***** PASSAGE GIVEN

Why have so many smart people “lost the plot” on brand purpose?

Purpose received one of its most brutal critiques last week when Terry Smith, manager of the £29bn Fundsmith Equity fund, lashed out at Unilever’s “ludicrous” focus on sustainability, in response to their poor -0.2% annual return to his shareholders.

He wrote that:

“Unilever seems to be labouring under the weight of a management which is obsessed with publicly displaying sustainability credentials at the expense of focusing on the fundamentals of the business.… A company which feels it has to define the purpose of Hellmann’s mayonnaise has in our view clearly lost the plot. The Hellmann’s brand has existed since 1913, so we would guess that by now consumers have figured out its purpose (spoiler alert — salads and sandwiches).”

Sadly, this is not a new thing. As I wrote in the 3 Problems With Purpose, the idea that your brand needs to be ALL about a social mission or sustainability is tripping up countless CEOs and founders.  

So why have so many smart people “lost the plot" on brand purpose?   

For two simple reasons. 

1. People have forgotten what the word ‘purpose’ means.

Purpose is ‘the reason for which something is created or for which something exists.’

No wonder Smith gets riled when he hears Alan Jope, CEO of Unilever state that, “Fighting against food waste – that’s the purpose of Hellmann’s.” 

Of course, Hellmann’s whole reason for being is not just fighting against food waste.

**********

#### GIVEN TASK A:
Gather each line of the records below that contains the string "surface", matching case exactly.

***** RECORDS TO USE

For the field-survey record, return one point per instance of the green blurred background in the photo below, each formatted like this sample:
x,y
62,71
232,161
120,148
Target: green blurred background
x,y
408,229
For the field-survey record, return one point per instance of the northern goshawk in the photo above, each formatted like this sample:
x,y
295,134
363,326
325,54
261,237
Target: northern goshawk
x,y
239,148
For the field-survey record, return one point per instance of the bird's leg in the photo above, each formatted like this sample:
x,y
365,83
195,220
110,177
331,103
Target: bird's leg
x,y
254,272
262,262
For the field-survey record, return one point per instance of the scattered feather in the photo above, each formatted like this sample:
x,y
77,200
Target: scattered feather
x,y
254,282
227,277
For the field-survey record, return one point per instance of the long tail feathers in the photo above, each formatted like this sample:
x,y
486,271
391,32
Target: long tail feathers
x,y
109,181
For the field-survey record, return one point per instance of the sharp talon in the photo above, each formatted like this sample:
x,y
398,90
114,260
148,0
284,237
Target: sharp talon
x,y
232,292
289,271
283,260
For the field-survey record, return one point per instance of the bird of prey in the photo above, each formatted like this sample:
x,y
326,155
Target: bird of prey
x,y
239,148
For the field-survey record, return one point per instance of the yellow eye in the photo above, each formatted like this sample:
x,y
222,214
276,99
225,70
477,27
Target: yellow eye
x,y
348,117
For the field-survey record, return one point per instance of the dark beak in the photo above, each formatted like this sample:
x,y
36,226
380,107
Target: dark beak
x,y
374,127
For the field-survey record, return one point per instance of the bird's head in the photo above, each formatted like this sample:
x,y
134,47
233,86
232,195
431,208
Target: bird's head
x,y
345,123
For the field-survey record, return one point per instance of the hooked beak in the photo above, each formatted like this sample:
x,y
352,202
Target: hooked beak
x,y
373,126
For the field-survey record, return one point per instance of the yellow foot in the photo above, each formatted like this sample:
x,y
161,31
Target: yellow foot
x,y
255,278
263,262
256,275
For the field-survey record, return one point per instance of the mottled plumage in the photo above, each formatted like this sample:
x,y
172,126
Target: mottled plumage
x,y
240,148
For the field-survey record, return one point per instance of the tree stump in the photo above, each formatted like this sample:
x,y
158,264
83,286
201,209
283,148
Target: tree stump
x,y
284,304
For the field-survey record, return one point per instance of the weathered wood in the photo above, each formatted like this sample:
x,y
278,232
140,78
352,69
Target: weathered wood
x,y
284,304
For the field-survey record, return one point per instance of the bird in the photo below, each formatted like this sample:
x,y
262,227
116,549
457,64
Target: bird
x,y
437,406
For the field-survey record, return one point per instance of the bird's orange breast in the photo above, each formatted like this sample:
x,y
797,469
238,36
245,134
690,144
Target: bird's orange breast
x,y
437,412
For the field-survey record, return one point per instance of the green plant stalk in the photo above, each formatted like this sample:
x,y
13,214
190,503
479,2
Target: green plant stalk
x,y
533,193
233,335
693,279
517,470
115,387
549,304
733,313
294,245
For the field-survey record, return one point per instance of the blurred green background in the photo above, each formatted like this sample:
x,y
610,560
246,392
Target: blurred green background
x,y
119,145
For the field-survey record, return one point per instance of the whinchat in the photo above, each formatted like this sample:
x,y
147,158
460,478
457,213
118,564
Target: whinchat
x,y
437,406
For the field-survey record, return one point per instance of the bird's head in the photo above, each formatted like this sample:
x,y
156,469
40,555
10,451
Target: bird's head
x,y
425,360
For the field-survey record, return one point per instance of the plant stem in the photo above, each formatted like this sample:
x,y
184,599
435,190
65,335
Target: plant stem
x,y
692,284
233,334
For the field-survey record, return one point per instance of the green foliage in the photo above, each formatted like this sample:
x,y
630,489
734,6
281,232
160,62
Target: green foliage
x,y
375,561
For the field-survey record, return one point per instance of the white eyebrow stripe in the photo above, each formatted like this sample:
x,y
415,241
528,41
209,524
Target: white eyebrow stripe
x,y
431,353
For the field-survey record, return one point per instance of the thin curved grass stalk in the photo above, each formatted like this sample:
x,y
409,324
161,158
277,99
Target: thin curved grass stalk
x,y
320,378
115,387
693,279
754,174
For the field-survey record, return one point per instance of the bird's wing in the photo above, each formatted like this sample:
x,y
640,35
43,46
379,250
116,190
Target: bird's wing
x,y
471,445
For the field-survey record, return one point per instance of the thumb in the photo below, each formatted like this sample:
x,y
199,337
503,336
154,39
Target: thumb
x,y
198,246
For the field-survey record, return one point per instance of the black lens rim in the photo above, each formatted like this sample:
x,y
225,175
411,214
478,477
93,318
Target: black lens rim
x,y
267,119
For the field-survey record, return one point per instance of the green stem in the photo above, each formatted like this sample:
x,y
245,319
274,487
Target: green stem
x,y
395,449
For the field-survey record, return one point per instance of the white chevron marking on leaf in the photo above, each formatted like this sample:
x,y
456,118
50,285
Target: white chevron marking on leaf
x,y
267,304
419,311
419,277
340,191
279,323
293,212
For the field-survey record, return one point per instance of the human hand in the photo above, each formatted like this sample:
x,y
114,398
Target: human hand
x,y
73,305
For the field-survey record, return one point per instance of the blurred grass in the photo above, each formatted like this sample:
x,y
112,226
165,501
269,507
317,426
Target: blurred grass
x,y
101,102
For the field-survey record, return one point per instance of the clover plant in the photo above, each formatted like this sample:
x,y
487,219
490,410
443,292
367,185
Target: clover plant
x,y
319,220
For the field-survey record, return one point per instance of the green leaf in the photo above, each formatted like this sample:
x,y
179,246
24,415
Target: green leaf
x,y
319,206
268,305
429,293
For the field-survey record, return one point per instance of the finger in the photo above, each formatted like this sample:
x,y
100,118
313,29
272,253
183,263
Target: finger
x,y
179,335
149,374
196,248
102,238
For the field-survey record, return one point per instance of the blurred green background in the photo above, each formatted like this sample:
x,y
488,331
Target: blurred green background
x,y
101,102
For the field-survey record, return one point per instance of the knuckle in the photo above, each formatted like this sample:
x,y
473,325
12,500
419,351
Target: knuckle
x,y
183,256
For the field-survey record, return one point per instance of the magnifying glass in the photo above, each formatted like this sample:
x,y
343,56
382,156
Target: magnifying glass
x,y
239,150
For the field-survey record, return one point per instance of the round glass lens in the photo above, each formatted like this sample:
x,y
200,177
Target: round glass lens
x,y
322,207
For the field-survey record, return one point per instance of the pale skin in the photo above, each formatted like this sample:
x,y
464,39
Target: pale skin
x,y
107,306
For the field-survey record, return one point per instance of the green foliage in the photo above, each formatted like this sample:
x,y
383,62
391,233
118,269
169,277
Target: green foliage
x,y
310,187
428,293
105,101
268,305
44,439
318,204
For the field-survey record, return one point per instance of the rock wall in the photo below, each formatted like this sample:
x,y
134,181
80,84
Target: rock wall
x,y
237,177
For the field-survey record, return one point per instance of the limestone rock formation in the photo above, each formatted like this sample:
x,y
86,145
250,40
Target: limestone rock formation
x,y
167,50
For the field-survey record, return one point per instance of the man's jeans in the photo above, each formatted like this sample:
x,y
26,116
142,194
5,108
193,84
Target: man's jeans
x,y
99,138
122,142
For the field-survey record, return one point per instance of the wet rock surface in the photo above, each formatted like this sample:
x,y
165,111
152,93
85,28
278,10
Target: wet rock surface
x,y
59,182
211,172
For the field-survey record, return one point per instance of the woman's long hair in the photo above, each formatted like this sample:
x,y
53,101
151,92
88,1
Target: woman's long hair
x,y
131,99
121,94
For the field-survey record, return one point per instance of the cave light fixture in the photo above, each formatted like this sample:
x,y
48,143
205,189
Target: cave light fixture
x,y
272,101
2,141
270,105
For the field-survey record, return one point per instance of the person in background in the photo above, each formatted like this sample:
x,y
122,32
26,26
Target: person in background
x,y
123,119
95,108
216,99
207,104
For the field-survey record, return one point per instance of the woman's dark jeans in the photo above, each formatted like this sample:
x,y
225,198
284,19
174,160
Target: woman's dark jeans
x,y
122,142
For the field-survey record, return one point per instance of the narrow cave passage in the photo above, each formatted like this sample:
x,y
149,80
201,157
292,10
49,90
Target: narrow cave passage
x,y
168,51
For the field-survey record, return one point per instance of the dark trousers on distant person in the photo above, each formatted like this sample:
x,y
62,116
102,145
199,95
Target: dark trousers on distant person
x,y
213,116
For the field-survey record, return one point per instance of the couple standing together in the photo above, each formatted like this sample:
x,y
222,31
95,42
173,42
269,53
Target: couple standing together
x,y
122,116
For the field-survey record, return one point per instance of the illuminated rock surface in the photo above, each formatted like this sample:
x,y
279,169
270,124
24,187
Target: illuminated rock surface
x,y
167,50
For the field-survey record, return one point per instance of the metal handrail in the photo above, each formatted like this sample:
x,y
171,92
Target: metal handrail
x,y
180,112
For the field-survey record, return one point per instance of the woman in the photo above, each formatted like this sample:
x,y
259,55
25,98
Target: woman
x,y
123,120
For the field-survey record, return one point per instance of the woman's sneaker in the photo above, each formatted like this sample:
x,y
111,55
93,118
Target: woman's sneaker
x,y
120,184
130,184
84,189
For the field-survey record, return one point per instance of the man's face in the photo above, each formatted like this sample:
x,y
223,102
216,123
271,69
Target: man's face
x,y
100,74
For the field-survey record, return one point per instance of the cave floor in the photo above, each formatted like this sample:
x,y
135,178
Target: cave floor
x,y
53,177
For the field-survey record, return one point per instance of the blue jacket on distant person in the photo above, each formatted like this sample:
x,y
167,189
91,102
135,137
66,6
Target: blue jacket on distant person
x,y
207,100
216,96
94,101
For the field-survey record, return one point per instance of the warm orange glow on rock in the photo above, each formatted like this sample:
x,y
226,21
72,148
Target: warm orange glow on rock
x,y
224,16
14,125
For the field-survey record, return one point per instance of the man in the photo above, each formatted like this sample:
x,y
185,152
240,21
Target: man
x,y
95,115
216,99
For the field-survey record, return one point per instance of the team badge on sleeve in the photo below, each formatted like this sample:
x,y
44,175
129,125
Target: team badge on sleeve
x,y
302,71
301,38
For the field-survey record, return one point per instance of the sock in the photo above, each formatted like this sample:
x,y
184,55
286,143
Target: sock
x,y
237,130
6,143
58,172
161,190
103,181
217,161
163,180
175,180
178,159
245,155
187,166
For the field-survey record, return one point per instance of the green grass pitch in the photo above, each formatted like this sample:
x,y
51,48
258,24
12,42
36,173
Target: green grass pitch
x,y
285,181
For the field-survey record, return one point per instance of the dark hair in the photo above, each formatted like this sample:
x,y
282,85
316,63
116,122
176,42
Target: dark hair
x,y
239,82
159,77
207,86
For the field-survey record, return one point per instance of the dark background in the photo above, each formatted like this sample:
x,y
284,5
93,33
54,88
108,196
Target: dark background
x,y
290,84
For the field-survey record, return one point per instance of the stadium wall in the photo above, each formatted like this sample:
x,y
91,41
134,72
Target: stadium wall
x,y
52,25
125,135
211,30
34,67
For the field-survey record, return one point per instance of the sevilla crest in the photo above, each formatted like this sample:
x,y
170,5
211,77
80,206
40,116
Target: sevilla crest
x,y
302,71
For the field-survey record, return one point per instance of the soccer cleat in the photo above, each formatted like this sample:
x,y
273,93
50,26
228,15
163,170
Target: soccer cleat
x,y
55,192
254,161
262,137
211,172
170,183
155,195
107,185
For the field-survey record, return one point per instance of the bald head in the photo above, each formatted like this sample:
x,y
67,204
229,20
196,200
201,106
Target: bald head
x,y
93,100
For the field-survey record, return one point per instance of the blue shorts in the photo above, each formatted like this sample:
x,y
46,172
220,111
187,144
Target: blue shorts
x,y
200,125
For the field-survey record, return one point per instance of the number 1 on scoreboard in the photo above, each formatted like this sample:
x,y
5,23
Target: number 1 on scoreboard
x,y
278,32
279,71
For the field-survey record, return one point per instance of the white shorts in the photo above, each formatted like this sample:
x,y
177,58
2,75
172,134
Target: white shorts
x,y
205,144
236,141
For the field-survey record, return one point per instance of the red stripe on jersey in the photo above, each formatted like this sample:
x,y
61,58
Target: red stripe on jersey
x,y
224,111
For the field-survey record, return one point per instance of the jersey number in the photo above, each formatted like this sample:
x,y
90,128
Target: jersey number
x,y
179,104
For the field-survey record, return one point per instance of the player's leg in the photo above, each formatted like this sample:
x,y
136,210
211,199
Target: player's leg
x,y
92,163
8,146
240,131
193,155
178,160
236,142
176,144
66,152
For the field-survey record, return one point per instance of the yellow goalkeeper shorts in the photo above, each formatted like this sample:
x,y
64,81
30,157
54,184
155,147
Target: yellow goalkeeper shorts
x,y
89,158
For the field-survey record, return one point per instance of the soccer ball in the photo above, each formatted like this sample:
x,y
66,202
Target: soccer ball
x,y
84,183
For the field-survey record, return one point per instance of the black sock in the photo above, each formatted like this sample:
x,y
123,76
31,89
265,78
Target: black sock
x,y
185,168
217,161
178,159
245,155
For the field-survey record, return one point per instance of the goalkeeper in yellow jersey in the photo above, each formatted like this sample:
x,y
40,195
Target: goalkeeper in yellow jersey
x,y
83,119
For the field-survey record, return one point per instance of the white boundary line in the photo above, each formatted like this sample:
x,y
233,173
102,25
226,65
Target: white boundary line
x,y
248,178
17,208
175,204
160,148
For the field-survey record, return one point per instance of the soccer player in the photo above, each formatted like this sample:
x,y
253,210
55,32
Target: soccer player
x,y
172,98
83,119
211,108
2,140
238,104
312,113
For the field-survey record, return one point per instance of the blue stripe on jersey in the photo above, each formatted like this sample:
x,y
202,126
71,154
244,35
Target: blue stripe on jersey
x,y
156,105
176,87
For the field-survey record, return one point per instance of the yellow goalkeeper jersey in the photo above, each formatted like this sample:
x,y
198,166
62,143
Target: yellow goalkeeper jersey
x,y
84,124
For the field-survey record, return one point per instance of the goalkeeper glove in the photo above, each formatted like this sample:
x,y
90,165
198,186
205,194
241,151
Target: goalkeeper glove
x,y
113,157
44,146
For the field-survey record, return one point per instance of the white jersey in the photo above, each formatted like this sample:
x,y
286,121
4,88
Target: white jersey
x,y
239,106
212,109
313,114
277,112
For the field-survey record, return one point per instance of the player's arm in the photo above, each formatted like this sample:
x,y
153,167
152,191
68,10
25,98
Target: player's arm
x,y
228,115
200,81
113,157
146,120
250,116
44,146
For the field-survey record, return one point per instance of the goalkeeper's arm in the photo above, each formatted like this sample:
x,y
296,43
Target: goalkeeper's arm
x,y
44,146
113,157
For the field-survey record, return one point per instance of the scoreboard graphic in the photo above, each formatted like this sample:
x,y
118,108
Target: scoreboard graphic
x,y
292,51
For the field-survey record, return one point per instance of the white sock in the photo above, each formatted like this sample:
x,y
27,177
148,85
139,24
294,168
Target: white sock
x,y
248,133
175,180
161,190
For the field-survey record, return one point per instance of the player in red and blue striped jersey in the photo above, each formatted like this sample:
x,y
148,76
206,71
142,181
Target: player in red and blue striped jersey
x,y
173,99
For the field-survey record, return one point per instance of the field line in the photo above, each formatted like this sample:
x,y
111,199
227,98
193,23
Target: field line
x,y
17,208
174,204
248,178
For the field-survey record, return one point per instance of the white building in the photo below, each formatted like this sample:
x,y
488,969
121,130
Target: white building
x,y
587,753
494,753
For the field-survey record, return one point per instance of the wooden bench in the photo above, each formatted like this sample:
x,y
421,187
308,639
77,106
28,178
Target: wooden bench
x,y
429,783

**********

#### GIVEN TASK B:
Answer these questions using the article on brand purpose:
(i) What is the size of the Fundsmith Equity fund managed by Terry Smith?
(ii) In what year does Smith say the Hellmann's brand began?
(iii) Who is named as the CEO of Unilever?

#### TASK RESULT A:
For the field-survey record, return one point per instance of the wet rock surface in the photo above, each formatted like this sample:
Target: wet rock surface
For the field-survey record, return one point per instance of the illuminated rock surface in the photo above, each formatted like this sample:
Target: illuminated rock surface

#### TASK RESULT B:
(i) £29bn
(ii) 1913
(iii) Alan Jope